## Dataset entries
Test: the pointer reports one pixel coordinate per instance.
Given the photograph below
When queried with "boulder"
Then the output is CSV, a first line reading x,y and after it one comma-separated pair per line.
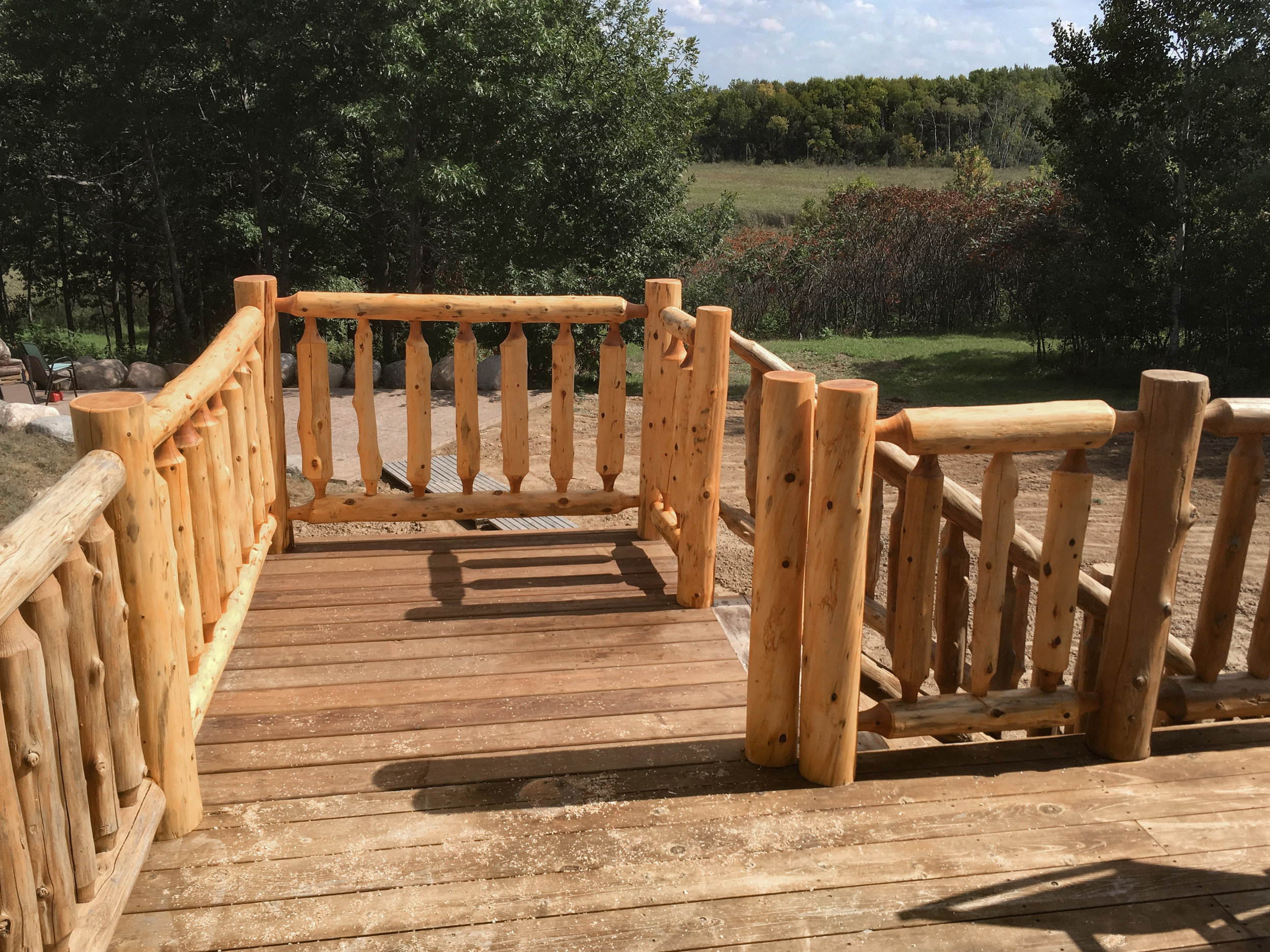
x,y
376,374
57,427
102,375
443,374
489,372
145,376
394,376
16,417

## What the task asks
Extract the text of the entries above word for word, leaving out the pictures.

## Result below
Test: the pointer reports one pixel coordinate per instance.
Given the photograph below
When queried with "boulder"
Then the output is CSV, a first line reading x,y and after it one comma-separated pair per line.
x,y
376,374
57,427
102,375
443,374
489,372
145,376
394,376
16,417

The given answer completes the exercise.